---- Pasaje seleccionado
Decía Víctor Hugo que la última palabra la tenían los políticos, y la primera los ciudadanos. Este fin de semana hemos podido ver a través de los medios de comunicación, y los más perseverantes en directo, un nuevo capítulo de la serie “Como hacer el ridículo en blanco y verde”. Un espectáculo triste y costoso que alimentamos los ciudadanos desde hace años. Que la vida no se reduce a lo tangible, y que el cultivo del arte, la cultura, los sentimientos y la belleza son imprescindibles para la vida humana, esta fuera de toda duda.
Pero ese tipo de pensamientos nunca pueden ser la coartada para que un grupo de desalmados vivan a costa de los demás con plena desfachatez y sin rubor. Desde que el Racing de Santander se convirtió en Sociedad Anónima deportiva, esto es, no en patrimonio cultural de una ciudad y su región, sino en empresa privada, la fauna que ha poblado la dirección de esa empresa es más propia de una película de la saga “Alien”, por su inmoralidad, por su capacidad para reírse de los demás y por su facilidad para aprovecharse de los recursos de toda la sociedad.
En el último episodio, impagos de tributos y uso fraudulento de los recursos públicos incluidos, hay que contar los destrozos en el mobiliario de la UC producidos el domingo.
A mi, personalmente, no me vale apelar al espíritu racinguista, ni a los colores del club ni a ninguna emotividad similar. En ocasiones las personas nos dejamos llevar por sentimientos que, realidad, solo son debilidades aprovechadas por desaprensivos capaces de hacer caja con la buena fe y los sentimientos de la gente, esa que, en realidad, nos representa. Como cántabro, me siento orgulloso de la sociedad en la que vivo, de nuestros logros colectivos y de la capacidad común para crecer y hacer que todos proporcionemos a todos la posibilidad de ser felices. No me siento representado por una bandera, por un collado o por la camiseta de una empresa que, para más inri, no siente nada por mi y me desvalija en cuanto tiene ocasión. Los deportes colectivos generan emociones que nos proporcionan satisfacción. La simpatía hacia los deportistas que nos hacen disfrutar y sentir orgullo es muy loable, en tanto en cuanto es el ejemplo de gentes como yo, cercanas a mi, que representan todo lo bueno que hemos sido capaces de crear como grupo, personas plenas de valores, tales como la responsabilidad, el esfuerzo, el sacrificio o el afán de superación. Pero me temo que no es el caso.
--------
*Acción requerida 1*:
Repite tal cual el fragmento del artículo sobre el Racing de Santander que va desde "En el último" hasta "producidos el domingo.", ambos incluidos.
*Acción requerida 2*:
Enumera los valores que, según el artículo sobre el Racing de Santander, poseen las personas plenas de valores a las que se refiere.
*Acción requerida 3*:
Continúa el artículo sobre el Racing de Santander a partir de su última oración.
Los ítems no intervienen en absoluto en esto.
---- Ítems proporcionados
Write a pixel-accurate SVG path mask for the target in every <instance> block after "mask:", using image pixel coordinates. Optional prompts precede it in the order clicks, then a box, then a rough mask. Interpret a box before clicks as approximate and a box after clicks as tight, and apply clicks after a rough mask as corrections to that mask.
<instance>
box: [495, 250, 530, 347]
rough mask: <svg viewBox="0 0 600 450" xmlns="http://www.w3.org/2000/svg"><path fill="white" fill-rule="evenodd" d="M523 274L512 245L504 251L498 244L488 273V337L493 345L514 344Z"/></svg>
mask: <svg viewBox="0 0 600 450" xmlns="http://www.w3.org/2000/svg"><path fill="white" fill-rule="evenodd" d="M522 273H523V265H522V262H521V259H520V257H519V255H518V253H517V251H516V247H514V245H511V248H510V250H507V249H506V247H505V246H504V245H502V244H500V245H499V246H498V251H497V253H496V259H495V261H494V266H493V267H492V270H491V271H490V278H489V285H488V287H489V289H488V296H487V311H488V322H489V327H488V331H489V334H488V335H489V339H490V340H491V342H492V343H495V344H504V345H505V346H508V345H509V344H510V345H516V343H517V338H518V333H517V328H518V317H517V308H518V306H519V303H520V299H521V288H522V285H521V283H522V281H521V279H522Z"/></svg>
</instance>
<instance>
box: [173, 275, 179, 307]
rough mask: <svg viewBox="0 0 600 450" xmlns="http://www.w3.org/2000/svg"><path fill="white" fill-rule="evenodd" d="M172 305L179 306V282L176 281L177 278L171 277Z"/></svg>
--------
*Resultado del ejercicio 1*:
En el último episodio, impagos de tributos y uso fraudulento de los recursos públicos incluidos, hay que contar los destrozos en el mobiliario de la UC producidos el domingo.

*Resultado del ejercicio 2*:
La responsabilidad, el esfuerzo, el sacrificio y el afán de superación.

*Resultado del ejercicio 3*:
Igual no esta de más recordar que el Racing es una empresa que, desde hace mucho, solo sirve a los intereses de un grupo de personas que han convertido en profesión el cobro de subvenciones, el uso de los derechos generados por las ligas profesionales, el beneficio basado en la reducción de costes al no pagar a nadie y el vaciamiento de los fondos de la empresa a través de operaciones mercantiles, dejémoslo así, de dudosa defensa, tales como fichajes de jugadores, pagos a representantes o creación de empresas fantasma (caso del Racing Primavera por no revolver más). ¿Y por ese tipo de empresa hay gente cabreada, llorando y llenando tertulias y páginas de periódico?. Tengamos un poco de sensatez.
Hemos de reconocer que el Racing está muerto y que se arrastrará, y con él el nombre de su ciudad, mientras quede en caja algún dinero de la liga, las subvenciones o los patrocinadores que manejar.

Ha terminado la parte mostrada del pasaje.